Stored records

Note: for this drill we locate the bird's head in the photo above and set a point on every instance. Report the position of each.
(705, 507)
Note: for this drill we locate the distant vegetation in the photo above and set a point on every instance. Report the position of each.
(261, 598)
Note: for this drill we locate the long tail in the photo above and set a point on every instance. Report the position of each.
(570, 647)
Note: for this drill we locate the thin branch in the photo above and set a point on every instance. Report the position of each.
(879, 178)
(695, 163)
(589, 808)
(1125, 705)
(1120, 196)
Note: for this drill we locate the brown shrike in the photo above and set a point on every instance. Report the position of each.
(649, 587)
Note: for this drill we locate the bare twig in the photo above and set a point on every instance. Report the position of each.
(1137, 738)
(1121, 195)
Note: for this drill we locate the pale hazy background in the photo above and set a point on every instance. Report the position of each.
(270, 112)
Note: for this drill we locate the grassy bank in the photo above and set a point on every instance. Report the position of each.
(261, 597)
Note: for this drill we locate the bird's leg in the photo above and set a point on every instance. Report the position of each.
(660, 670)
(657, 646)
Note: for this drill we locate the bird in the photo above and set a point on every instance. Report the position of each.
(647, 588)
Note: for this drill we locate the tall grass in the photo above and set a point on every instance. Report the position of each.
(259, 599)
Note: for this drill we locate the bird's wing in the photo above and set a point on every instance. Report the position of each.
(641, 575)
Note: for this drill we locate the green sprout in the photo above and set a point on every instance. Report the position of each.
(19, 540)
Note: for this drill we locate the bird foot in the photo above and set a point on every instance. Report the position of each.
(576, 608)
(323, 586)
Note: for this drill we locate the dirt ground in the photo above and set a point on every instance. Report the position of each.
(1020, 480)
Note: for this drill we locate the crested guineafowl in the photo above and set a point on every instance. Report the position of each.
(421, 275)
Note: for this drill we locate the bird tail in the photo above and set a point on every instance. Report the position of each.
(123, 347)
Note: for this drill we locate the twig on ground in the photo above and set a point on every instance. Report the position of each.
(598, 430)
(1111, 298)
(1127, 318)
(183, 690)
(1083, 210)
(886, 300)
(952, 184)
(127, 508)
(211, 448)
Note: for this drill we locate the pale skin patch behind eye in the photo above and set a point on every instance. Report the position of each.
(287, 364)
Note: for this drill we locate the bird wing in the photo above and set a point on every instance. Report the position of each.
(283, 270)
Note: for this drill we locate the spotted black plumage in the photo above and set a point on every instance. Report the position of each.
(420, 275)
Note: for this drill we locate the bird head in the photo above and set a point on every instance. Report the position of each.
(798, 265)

* **Written request**
Exactly reproduce every record.

* **Exercise result**
Note: for this drill we locate the bird's head in the photo above and set a point on every instance. Report the position of each.
(705, 507)
Note: for this drill we locate the distant vegetation in the photo above and set a point on every instance. Report the position of each.
(261, 598)
Note: for this drill we locate the long tail in the photo above and set a point on every instance. Report the position of each.
(570, 647)
Note: for this drill we locate the thin branch in the photo above and set a point on every instance. Report the position of each.
(879, 178)
(695, 163)
(589, 808)
(1125, 705)
(1120, 196)
Note: for this drill we locate the brown shrike in the photo above and set a point on every instance. Report the position of each.
(649, 587)
Note: for this drill we locate the bare twig in the photo above and set a point on every instance. Report the position of each.
(1137, 738)
(1121, 195)
Note: for this drill we locate the pale hazy background in the photo above and set a point on every instance. Report the position of each.
(270, 112)
Note: for this drill we locate the grassy bank in the photo above and set a point on every instance. Report the position of each.
(261, 597)
Note: for this drill we locate the bird's leg in the photo above and set a point on every instance. Report the position of each.
(660, 670)
(657, 646)
Note: for this drill we locate the bird in the photo above and set a point on every instance. Report the position of each.
(647, 588)
Note: for this drill we locate the tall grass in the photo above and set a point on every instance. Report the position of each.
(259, 599)
Note: for this drill we locate the bird's wing in the photo above and set a point on every instance. Report the position of each.
(641, 575)
Note: for this drill we locate the green sprout in the photo above and set a point on every instance. Report the position of each.
(19, 540)
Note: for this drill we locate the bird foot in the photo above and set a point on every instance. Report the position of each.
(576, 608)
(323, 586)
Note: for this drill we locate the dirt ground in the photo above and set a point on every instance. Report the position of each.
(1020, 480)
Note: for this drill we locate the crested guineafowl in the photo above and set a point on every instance. Report the position of each.
(421, 275)
Note: for this drill we locate the bird tail in the photo above and set a point on every instance. Report the position of each.
(123, 347)
Note: for this drill we locate the twig on ground in the photo above and set a point on every instance. Report the position of each.
(598, 430)
(1111, 298)
(1127, 318)
(183, 690)
(1083, 210)
(886, 300)
(952, 184)
(127, 508)
(211, 448)
Note: for this drill we locate the pale skin patch behind eye in the photo above and set a point on every instance. Report the position of each.
(287, 364)
Note: for this drill we locate the bird wing in the photo above and set a point on every instance. Report the position of each.
(283, 270)
Note: for this drill we locate the spotted black plumage in the photo above and set a point on every instance. Report the position of each.
(420, 275)
Note: for this drill we locate the bird head in the photo above and set a point on every instance. Report the position of each.
(798, 265)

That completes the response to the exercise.